ACTION ITEM: Once the line with "Target: gray suit jacket" is found in the entries below, repeat it and each following line exactly, up to and including the line with "305, row 222.". Add no other lines.

======== MATERIAL SUPPLIED ========

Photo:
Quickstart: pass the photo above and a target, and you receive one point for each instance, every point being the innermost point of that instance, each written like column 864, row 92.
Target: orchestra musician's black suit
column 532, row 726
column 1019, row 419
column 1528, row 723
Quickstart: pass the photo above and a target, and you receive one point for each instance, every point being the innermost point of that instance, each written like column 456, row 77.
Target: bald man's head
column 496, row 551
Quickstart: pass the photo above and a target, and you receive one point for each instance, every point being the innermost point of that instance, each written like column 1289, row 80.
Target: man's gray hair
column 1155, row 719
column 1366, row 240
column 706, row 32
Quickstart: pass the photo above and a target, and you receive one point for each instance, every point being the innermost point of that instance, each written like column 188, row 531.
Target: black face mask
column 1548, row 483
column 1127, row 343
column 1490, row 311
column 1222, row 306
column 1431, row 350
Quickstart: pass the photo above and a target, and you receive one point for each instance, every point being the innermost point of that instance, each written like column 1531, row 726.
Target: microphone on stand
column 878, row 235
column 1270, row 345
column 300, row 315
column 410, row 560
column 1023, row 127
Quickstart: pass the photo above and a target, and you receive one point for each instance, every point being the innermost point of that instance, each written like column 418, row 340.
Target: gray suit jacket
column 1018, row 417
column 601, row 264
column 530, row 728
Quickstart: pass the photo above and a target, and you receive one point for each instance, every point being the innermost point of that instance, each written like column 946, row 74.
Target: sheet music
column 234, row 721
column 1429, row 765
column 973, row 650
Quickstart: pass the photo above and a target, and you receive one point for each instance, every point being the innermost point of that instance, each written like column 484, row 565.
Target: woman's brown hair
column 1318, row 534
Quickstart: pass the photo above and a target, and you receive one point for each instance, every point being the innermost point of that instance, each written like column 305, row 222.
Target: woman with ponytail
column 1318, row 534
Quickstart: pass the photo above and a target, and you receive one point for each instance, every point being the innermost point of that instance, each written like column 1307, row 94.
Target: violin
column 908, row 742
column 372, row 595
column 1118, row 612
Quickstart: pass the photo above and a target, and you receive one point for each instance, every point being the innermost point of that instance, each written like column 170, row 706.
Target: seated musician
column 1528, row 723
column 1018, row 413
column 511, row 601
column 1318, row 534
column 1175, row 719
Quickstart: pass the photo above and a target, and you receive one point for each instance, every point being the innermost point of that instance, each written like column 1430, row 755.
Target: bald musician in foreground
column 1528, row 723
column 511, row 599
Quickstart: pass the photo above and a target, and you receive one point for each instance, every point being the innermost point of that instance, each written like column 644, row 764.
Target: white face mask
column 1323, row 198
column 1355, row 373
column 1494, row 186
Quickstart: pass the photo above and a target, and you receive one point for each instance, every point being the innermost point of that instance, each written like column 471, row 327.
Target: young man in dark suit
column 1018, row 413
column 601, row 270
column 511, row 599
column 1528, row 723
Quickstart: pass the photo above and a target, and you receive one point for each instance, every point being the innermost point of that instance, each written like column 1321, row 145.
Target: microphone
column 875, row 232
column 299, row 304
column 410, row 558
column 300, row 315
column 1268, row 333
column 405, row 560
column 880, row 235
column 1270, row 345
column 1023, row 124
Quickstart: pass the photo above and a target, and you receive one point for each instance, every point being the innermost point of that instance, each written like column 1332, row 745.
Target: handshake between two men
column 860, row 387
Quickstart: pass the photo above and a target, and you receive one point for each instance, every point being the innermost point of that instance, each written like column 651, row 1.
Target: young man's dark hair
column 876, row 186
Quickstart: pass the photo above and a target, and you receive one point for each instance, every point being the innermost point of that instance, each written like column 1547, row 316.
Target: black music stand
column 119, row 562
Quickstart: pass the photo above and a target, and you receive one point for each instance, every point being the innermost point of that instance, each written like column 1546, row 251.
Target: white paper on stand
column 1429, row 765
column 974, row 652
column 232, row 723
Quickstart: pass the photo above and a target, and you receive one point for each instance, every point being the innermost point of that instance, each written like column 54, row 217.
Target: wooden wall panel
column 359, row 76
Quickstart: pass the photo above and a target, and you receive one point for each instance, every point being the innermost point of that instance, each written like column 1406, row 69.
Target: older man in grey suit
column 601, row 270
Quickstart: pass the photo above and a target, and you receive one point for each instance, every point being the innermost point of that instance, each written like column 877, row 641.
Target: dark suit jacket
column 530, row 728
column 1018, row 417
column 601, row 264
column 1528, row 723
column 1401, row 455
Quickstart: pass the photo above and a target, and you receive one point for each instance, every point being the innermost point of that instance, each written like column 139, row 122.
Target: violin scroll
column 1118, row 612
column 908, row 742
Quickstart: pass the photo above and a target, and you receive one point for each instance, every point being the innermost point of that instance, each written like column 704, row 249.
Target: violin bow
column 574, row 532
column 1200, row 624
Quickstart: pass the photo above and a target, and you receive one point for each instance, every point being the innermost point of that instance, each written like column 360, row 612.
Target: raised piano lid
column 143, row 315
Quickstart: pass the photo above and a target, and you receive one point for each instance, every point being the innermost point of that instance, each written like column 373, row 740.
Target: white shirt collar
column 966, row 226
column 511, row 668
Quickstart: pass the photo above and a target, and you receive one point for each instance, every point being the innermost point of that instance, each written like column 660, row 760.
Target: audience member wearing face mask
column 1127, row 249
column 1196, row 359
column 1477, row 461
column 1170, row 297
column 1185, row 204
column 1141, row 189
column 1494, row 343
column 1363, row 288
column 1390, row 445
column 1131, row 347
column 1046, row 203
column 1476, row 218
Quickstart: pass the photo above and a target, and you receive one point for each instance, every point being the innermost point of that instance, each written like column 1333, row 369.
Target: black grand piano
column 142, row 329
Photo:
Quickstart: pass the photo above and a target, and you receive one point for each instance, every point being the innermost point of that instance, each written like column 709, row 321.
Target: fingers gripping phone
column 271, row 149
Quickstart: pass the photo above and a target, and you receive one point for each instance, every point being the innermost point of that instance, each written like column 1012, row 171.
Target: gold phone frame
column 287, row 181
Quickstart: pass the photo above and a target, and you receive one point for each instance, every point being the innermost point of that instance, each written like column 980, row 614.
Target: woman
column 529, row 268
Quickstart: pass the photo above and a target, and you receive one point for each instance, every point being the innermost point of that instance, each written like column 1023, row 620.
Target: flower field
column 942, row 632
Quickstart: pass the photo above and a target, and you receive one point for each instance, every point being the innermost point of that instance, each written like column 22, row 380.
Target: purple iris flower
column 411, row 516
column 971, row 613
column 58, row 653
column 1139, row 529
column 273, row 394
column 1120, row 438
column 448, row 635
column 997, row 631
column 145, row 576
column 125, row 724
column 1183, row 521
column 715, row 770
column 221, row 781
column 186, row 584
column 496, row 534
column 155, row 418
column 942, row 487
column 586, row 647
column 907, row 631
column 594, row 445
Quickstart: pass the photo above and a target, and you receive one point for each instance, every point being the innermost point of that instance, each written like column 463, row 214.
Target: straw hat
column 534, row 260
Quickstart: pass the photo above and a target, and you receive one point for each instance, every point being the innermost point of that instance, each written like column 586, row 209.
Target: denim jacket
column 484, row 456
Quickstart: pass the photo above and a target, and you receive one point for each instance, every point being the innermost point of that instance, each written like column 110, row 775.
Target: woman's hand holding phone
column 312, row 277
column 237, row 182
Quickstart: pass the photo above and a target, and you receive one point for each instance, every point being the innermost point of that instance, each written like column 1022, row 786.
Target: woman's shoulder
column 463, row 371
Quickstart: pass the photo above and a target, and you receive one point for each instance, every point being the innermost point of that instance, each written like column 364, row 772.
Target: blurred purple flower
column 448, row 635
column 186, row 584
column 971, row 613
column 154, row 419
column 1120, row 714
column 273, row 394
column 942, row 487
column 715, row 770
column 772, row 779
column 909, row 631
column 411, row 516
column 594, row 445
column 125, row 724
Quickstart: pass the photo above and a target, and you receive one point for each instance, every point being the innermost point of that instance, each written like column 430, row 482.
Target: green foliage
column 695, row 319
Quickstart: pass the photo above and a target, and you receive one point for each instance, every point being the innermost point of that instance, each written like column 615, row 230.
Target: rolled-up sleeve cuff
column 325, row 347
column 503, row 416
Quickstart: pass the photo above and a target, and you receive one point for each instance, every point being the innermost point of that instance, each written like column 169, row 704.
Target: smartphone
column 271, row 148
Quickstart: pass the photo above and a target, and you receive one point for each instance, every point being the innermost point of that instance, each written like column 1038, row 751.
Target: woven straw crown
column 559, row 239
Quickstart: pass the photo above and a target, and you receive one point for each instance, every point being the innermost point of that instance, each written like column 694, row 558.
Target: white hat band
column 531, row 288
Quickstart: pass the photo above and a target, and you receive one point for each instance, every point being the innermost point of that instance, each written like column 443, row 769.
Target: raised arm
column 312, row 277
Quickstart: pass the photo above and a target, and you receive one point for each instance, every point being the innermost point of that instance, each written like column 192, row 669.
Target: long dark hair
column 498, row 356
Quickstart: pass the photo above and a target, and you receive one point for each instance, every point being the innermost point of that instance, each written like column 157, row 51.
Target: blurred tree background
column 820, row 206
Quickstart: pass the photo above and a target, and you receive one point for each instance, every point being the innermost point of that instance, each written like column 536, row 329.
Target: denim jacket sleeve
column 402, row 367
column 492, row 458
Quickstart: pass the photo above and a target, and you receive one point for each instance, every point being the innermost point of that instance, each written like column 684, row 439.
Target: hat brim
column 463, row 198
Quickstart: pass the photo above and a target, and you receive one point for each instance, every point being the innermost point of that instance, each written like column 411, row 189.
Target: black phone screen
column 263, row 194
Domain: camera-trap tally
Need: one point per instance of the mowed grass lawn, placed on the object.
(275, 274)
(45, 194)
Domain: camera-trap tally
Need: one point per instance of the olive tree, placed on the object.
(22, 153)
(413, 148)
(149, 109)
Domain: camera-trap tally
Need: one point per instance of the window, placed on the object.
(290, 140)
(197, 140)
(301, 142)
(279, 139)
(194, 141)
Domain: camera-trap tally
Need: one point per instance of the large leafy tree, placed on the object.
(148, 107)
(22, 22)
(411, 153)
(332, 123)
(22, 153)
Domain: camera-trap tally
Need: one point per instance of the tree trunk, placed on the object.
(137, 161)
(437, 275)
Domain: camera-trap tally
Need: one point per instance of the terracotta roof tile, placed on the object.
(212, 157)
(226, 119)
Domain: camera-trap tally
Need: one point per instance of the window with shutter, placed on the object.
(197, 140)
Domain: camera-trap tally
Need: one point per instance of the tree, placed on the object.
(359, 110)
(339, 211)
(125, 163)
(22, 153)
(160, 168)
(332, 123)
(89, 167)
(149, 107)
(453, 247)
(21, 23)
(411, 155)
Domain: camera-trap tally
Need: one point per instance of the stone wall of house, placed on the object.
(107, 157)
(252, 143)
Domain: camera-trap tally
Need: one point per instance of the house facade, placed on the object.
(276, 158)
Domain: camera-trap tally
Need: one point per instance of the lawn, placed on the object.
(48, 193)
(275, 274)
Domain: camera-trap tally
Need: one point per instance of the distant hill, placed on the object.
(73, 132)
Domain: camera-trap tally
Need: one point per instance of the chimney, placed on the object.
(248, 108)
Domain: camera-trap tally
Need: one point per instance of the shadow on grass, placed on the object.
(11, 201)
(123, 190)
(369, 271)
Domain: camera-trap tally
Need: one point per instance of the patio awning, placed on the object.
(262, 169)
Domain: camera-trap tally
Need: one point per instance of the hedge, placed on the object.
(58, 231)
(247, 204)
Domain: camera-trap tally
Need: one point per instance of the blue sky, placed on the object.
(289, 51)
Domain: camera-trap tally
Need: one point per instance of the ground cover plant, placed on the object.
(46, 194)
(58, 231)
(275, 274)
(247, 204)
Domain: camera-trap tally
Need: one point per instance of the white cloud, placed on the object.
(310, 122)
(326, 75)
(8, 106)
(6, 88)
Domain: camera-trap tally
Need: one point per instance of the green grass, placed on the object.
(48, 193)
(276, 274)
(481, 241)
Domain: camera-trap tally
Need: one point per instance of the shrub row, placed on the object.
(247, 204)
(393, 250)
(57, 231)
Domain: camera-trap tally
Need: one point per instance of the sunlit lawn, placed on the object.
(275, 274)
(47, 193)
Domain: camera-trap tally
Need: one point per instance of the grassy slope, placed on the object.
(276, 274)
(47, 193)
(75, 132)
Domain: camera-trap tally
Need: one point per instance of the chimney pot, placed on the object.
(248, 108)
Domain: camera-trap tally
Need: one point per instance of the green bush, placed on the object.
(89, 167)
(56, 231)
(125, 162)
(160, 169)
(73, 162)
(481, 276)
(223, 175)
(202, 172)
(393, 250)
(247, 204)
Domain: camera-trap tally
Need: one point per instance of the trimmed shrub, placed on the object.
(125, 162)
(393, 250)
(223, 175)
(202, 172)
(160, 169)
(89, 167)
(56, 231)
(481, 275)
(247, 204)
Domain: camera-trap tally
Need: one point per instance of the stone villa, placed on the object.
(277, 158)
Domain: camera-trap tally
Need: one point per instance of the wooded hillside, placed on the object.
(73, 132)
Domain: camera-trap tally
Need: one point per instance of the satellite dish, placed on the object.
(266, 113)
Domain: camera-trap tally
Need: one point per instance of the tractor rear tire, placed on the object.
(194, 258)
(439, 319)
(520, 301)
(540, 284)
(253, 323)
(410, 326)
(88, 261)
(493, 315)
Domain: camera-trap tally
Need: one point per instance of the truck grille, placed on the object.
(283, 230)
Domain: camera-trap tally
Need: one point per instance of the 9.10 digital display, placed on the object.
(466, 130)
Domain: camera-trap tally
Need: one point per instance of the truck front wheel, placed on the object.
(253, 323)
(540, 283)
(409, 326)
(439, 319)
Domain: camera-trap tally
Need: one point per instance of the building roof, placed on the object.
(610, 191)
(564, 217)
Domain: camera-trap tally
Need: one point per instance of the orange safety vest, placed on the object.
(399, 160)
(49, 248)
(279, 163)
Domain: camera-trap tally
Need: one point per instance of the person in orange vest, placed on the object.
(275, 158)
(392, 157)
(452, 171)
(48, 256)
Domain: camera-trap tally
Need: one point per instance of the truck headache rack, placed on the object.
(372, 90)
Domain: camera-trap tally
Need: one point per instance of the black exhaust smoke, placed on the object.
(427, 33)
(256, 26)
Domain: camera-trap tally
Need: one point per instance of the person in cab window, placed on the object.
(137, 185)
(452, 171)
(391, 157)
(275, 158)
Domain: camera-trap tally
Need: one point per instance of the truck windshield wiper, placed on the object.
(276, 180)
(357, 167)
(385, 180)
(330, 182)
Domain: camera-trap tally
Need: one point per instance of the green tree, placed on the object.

========

RESULT FOR THIS EXERCISE:
Target: gray suit jacket
column 1018, row 417
column 601, row 264
column 530, row 728
Quickstart: pass the photo above and a target, and you receive one point for each instance, every point being the innermost point of that instance, each written like column 946, row 74.
Target: sheet music
column 234, row 721
column 1429, row 765
column 973, row 650
Quickstart: pass the photo above and a target, and you receive one point for each instance, every point being the innermost point of that instance, each written like column 484, row 565.
Target: woman's brown hair
column 1318, row 534
Quickstart: pass the photo above and a target, and you receive one point for each instance, every point being the innermost point of that instance, each written like column 305, row 222.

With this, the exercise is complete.